_What is expected_
Can you render every line of the rows below as a JSON list of strings, one string per line, with blank lines left out?

_Items_

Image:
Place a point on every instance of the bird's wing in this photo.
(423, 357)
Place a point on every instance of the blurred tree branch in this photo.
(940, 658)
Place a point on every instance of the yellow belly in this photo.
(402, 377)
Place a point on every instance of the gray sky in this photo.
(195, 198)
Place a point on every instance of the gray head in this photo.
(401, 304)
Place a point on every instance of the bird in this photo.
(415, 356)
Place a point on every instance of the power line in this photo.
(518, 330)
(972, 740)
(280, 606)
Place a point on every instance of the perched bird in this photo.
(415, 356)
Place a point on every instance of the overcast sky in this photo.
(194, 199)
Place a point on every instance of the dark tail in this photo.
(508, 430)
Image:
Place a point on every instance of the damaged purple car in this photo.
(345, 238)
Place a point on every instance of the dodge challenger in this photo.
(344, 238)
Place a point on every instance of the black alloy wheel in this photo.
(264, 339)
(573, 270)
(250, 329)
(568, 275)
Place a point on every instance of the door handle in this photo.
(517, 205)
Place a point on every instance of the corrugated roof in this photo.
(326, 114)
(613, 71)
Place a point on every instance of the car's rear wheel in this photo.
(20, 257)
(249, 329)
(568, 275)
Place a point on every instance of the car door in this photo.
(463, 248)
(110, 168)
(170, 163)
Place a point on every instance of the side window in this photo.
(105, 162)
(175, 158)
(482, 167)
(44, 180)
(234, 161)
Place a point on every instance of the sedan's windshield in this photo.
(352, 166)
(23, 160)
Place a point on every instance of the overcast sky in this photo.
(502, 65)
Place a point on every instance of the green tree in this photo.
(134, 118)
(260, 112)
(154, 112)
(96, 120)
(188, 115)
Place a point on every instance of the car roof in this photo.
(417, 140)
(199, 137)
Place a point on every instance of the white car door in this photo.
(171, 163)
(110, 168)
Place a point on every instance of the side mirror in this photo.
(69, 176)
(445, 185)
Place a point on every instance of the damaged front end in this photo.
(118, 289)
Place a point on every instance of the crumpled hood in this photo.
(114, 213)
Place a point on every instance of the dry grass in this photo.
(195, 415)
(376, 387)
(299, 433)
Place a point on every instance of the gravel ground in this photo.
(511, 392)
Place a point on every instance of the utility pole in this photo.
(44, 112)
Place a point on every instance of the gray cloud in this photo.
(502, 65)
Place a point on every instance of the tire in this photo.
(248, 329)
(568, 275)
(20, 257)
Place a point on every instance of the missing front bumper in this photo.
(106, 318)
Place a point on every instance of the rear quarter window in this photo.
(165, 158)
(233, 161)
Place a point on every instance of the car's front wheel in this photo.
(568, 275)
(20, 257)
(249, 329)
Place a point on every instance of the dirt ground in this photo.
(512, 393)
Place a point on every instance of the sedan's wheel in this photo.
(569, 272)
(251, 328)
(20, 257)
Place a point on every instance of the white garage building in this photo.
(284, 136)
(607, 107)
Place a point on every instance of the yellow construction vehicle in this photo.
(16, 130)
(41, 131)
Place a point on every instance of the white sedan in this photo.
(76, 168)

_Finished answer_
[
  "Image:",
  "Place a point on every instance of the bird's wing in this photo.",
  "(423, 357)",
  "Place a point on every instance of the blurred tree branch in this photo.",
  "(940, 658)",
  "Place a point on every instance of the yellow belly in this photo.",
  "(402, 377)",
  "Place a point on every instance of the gray sky in this photo.",
  "(195, 198)",
  "Place a point on every instance of the gray head in this photo.",
  "(401, 304)",
  "Place a point on every instance of the bird in this photo.",
  "(415, 356)",
  "Place a point on every instance of the power line in this photo.",
  "(518, 330)",
  "(972, 740)",
  "(280, 606)",
  "Place a point on every instance of the perched bird in this photo.",
  "(415, 356)",
  "Place a point on every instance of the overcast sky in this photo.",
  "(194, 199)",
  "Place a point on every instance of the dark tail in this photo.",
  "(508, 430)",
  "Image:",
  "Place a point on every instance of the damaged purple car in this photo.",
  "(345, 238)",
  "Place a point on every instance of the dodge challenger in this photo.",
  "(344, 238)",
  "Place a point on every instance of the black alloy wheel in this photo.",
  "(264, 339)",
  "(573, 270)",
  "(250, 329)",
  "(568, 275)",
  "Place a point on every instance of the door handle in this photo.",
  "(517, 205)",
  "Place a point on every instance of the corrugated roof in this photo.",
  "(326, 114)",
  "(613, 71)",
  "Place a point on every instance of the car's rear wheel in this photo.",
  "(20, 257)",
  "(249, 329)",
  "(568, 275)",
  "Place a point on every instance of the car door in this photo.",
  "(463, 248)",
  "(110, 168)",
  "(170, 163)",
  "Place a point on every instance of the side window in this photo.",
  "(105, 162)",
  "(175, 158)",
  "(482, 167)",
  "(44, 180)",
  "(234, 161)",
  "Place a point on every instance of the sedan's windshield in this photo.",
  "(352, 166)",
  "(23, 160)",
  "Place a point on every instance of the overcast sky in this photo.",
  "(502, 65)",
  "Place a point on every instance of the green tree in this photo.",
  "(134, 118)",
  "(260, 112)",
  "(154, 112)",
  "(96, 120)",
  "(188, 115)",
  "Place a point on every instance of the car roof in this photo.",
  "(417, 140)",
  "(199, 137)",
  "Place a point on every instance of the white car door in this photo.",
  "(171, 163)",
  "(110, 168)",
  "Place a point on every instance of the side mirror in this photo.",
  "(69, 176)",
  "(445, 185)",
  "Place a point on every instance of the damaged front end in this photo.",
  "(118, 289)",
  "Place a point on every instance of the crumpled hood in this photo.",
  "(114, 213)",
  "Place a point on every instance of the dry grass in this photo.",
  "(195, 415)",
  "(376, 387)",
  "(299, 433)",
  "Place a point on every instance of the gravel ground in this photo.",
  "(511, 392)",
  "Place a point on every instance of the utility pole in this photo.",
  "(44, 112)",
  "Place a point on every instance of the gray cloud in this photo.",
  "(502, 65)",
  "Place a point on every instance of the tire in this photo.",
  "(248, 329)",
  "(568, 275)",
  "(20, 257)",
  "Place a point on every instance of the missing front bumper in this photo.",
  "(106, 318)",
  "Place a point on every instance of the rear quarter window in this photo.",
  "(165, 158)",
  "(233, 161)",
  "Place a point on every instance of the car's front wheel in this photo.",
  "(568, 275)",
  "(20, 257)",
  "(249, 329)",
  "Place a point on every instance of the dirt ground in this photo.",
  "(512, 393)",
  "Place a point on every instance of the sedan's wheel in this photo.",
  "(569, 272)",
  "(251, 328)",
  "(20, 257)",
  "Place a point on every instance of the white garage building in this photo.",
  "(284, 136)",
  "(607, 107)",
  "Place a point on every instance of the yellow construction vehicle in this photo.",
  "(16, 130)",
  "(41, 131)",
  "Place a point on every instance of the white sedan in this photo.",
  "(76, 168)"
]